Dataset items about where objects are located:

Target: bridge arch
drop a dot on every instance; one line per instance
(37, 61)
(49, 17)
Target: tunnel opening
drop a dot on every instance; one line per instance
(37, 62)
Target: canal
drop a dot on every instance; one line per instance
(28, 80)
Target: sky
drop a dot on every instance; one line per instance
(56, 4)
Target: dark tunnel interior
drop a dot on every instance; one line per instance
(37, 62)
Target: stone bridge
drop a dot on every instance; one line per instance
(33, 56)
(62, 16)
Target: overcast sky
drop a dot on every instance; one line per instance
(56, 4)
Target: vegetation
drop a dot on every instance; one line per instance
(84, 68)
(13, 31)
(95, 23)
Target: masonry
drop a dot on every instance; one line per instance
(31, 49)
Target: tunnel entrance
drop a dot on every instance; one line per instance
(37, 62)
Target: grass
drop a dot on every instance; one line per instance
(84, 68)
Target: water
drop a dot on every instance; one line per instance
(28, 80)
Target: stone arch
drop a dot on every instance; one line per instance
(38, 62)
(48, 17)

§ **DIRECTION**:
Can you write out all the items above again, swapping "Target" for "Object" each time it appears and keeping everything else the same?

§ **TASK ANSWER**:
Object: bridge arch
drop a dot on every instance; one line per instance
(37, 61)
(49, 17)
Object: tunnel opening
drop a dot on every instance; one line per instance
(37, 62)
Object: canal
drop a dot on every instance; one line per instance
(28, 80)
Object: sky
drop a dot on every instance; one line per instance
(56, 4)
Object: dark tunnel interior
drop a dot on every instance; one line per instance
(37, 62)
Object: stone bridge
drop a dot on every instance; one line per instance
(33, 56)
(62, 16)
Object: overcast sky
drop a dot on every instance; one line per instance
(56, 4)
Object: vegetation
drop a dot on every instance; one line per instance
(84, 68)
(13, 31)
(95, 23)
Object: masonry
drop a dot on every instance; one line per instance
(31, 49)
Object: tunnel entrance
drop a dot on every instance; one line per instance
(37, 62)
Object: grass
drop a dot on every instance; one line per instance
(84, 68)
Object: water
drop a dot on every instance; one line per instance
(28, 80)
Object: stone arch
drop a dot on every instance; one line per instance
(38, 62)
(48, 17)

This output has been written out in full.